*Исходный отрывок:*

• • • • •

Я уже писал о тех отрядах легкой кавалерии, которые были организованы советской властью для помощи кооперации, для контроля рыбных промыслов, для поднятия производительности тяжелой промышленности, для всего вообще. До них был просто кабак, после них начался пожар в кабаке. Власть подбирала окончательный лумпенпролетариат и, как свору собак, спускала их на настоящих трудящихся. Власти на жизнь и на смерть эти своры не имели, но они имели власть на донос, что во многих случаях означало то же самое. В числе прочих разновидностей социалистической конницы были сформированы отряды «для помощи писателям». Я полагаю, что братья с сожалением вспоминали о коннице Батыя.

• • • • •

*Извлечённый материал:*
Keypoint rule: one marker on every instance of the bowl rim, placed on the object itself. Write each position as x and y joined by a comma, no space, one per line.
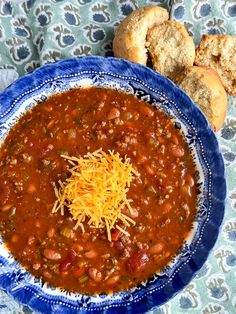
150,78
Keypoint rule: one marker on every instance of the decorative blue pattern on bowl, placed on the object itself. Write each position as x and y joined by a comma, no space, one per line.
163,94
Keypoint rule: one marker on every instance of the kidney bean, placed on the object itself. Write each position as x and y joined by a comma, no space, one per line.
156,248
114,113
137,261
51,254
95,274
113,280
176,150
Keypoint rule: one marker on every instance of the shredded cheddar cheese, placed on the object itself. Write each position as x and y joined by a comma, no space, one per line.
96,190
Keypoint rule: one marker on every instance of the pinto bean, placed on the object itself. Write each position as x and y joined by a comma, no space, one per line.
166,207
95,274
31,188
91,254
68,261
176,150
47,274
5,208
137,261
31,240
77,247
51,232
189,180
150,170
113,114
113,280
51,254
156,248
147,111
36,266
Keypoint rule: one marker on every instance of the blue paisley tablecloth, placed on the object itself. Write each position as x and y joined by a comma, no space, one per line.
36,32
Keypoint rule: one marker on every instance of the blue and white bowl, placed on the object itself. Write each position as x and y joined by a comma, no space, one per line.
157,90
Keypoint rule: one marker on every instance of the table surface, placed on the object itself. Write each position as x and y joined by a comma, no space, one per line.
36,32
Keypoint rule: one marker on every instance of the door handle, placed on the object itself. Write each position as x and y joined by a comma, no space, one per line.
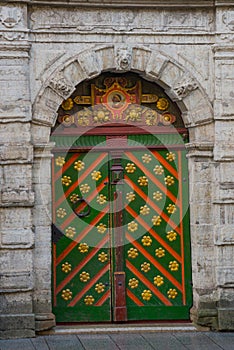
81,214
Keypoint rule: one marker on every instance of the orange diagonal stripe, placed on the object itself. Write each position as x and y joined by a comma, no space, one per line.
134,298
154,206
82,235
89,285
154,262
148,284
81,265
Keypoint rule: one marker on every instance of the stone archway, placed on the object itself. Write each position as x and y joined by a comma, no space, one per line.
197,113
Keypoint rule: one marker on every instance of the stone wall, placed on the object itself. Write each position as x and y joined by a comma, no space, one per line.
45,51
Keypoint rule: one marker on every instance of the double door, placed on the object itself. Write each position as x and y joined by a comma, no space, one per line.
121,248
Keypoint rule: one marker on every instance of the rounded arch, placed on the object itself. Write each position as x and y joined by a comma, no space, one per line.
179,84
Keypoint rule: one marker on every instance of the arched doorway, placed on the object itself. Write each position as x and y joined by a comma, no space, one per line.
121,245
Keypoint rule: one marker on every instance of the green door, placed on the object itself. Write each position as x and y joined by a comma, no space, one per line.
121,247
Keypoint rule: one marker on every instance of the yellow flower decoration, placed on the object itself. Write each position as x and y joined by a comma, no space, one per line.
83,248
158,169
146,241
146,158
133,283
130,196
156,220
66,180
169,180
130,168
162,104
66,294
143,181
74,198
79,165
171,208
60,161
96,175
158,281
146,294
171,156
84,276
157,196
101,199
89,300
174,266
144,210
67,105
66,267
84,188
172,293
70,232
132,253
61,213
171,236
159,252
100,287
103,257
101,228
132,226
145,267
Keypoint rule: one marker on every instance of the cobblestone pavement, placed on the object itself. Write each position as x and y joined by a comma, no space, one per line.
125,341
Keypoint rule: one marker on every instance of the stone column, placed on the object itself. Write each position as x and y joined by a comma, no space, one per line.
16,195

• • • • •

*Задание:* Как в исходном отрывке названы отряды, которые советская власть организовала для помощи кооперации и контроля рыбных промыслов? Материал не имеет отношения к исходному отрывку.

*Решение задачи:* Отряды легкой кавалерии.